• _CHALLENGE_: Please give the records again with every "The component shall" replaced by "The system must" and everything else unchanged, leaving the pictures out.

• _MATERIAL TO PROCESS_:
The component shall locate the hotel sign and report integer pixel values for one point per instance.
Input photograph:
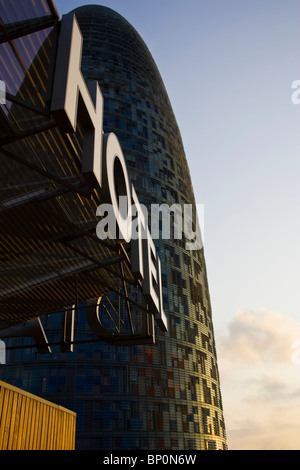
(104, 170)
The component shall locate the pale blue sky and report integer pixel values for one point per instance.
(228, 66)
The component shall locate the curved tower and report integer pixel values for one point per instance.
(153, 397)
(174, 399)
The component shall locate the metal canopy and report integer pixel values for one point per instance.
(50, 257)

• _TASK ANSWER_:
The system must locate the hotel sign and report integer pixel values for one point per instance.
Input photograph:
(104, 170)
The system must locate the pale blue sky and report integer pixel values for one point per instance.
(228, 66)
The system must locate the curved tower and report integer pixel values for one point per instance.
(153, 397)
(174, 399)
The system must locate the metal canopy and report integer pixel values for one point per instance.
(50, 257)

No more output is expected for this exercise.